• **SHORT TASK**
Everything from the line containing "Kindly provide the mask of every instance of the fluorescent" down to the last line of the entries below must be transcribed exactly, and nothing else.

• **DATASET ENTRIES**
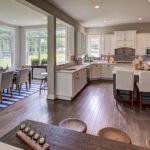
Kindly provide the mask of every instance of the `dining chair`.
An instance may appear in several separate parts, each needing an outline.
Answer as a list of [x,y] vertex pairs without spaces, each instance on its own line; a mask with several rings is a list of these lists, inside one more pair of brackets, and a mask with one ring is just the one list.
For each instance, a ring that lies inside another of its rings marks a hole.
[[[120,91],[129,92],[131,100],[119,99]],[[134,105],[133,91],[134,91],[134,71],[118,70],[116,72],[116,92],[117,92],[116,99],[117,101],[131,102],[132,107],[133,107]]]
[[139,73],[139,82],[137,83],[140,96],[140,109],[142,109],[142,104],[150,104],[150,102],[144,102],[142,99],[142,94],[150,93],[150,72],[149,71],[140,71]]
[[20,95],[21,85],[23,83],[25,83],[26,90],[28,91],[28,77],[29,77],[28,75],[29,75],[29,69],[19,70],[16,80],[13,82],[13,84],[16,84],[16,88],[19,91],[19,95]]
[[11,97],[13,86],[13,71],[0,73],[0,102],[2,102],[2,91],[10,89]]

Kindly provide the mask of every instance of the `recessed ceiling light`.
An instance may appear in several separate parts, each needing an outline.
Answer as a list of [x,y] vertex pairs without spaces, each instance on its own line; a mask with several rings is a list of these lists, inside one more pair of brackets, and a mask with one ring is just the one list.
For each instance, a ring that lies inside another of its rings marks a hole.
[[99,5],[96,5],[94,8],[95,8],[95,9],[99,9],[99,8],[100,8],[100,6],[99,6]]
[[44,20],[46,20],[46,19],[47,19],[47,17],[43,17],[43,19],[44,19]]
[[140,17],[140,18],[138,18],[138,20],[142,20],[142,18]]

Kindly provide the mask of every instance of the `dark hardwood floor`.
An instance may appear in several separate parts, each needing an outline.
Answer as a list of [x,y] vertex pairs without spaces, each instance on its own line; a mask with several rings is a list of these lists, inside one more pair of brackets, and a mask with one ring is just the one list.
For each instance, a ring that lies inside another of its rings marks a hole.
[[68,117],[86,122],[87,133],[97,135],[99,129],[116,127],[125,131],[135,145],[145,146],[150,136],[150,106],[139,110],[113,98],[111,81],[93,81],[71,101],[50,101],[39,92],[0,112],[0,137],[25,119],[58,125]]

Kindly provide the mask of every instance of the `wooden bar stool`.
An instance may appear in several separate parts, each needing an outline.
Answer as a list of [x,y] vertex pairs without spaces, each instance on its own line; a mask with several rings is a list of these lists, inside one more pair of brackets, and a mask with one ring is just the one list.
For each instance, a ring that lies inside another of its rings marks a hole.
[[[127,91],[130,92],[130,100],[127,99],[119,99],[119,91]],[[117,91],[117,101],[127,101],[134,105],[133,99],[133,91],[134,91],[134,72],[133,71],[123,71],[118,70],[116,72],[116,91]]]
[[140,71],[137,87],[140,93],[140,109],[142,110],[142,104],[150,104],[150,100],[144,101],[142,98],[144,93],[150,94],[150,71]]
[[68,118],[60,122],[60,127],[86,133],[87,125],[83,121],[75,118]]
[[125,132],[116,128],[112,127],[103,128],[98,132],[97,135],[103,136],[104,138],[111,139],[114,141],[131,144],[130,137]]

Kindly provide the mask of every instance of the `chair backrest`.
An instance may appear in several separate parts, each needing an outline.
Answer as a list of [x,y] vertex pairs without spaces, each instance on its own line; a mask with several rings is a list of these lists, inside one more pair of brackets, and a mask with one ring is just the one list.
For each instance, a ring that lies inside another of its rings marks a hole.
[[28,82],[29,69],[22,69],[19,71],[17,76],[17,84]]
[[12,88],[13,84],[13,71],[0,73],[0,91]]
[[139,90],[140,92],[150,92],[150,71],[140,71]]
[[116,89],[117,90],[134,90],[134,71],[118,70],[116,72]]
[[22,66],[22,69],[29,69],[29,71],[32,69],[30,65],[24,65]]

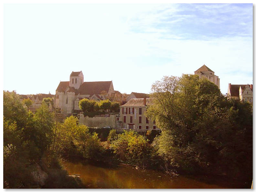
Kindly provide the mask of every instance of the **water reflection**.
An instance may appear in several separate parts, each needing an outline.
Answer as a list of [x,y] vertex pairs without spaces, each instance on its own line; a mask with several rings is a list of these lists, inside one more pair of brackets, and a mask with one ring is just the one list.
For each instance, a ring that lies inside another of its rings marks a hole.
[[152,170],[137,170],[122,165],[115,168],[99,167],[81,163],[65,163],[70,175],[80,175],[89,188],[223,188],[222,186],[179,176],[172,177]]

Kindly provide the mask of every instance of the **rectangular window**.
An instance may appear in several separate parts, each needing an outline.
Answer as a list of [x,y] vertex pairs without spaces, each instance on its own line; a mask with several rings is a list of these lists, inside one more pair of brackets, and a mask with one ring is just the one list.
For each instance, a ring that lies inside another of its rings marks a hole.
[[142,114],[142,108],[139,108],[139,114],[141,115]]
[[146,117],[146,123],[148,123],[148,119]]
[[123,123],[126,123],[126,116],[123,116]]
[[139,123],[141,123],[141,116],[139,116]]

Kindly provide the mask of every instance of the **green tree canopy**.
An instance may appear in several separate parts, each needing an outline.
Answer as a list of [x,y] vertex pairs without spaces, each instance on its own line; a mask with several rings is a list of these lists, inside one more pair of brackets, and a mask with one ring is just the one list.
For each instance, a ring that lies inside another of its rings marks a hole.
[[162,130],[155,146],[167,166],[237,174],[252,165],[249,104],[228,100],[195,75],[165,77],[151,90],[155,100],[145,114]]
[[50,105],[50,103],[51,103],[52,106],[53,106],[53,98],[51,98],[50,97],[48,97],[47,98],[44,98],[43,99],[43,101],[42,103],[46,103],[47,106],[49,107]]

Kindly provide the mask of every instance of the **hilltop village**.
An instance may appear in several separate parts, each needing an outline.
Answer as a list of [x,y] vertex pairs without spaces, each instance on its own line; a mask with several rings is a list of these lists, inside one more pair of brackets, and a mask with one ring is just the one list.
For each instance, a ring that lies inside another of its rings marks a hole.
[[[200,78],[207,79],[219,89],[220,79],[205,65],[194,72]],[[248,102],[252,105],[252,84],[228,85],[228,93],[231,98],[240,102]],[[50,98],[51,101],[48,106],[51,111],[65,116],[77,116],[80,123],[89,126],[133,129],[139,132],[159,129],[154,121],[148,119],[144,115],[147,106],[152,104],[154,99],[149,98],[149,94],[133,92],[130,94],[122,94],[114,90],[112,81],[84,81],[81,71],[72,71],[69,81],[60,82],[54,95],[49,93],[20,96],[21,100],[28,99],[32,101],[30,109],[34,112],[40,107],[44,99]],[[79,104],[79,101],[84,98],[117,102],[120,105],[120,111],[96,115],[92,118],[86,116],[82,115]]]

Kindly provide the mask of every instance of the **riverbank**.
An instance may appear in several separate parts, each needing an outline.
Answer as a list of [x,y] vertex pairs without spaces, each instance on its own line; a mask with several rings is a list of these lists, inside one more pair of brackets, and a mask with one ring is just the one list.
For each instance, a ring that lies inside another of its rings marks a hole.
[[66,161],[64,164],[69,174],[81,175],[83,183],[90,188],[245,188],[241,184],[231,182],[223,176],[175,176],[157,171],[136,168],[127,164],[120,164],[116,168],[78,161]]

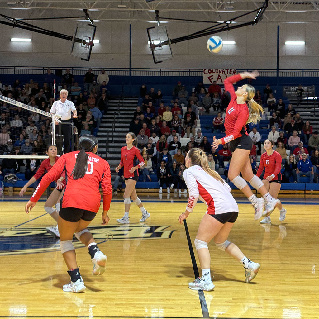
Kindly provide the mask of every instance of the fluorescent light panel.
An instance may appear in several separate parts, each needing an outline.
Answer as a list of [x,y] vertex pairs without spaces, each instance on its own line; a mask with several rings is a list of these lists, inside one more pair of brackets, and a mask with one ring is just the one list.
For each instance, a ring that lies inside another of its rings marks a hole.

• **FULL RESPONSE**
Kindly provide the mask of every instance of the fluorescent light panel.
An instance may appear in several separate parts, each needing an outline.
Answer as a list of [x,y] vertex pairs without spaces, each instance on its own line; a mask with several rings is a list of these lists, inside one more pair of brackets, and a mask with one ring is just the one list.
For each instance, a ring that lies inside another of its rings marks a hole.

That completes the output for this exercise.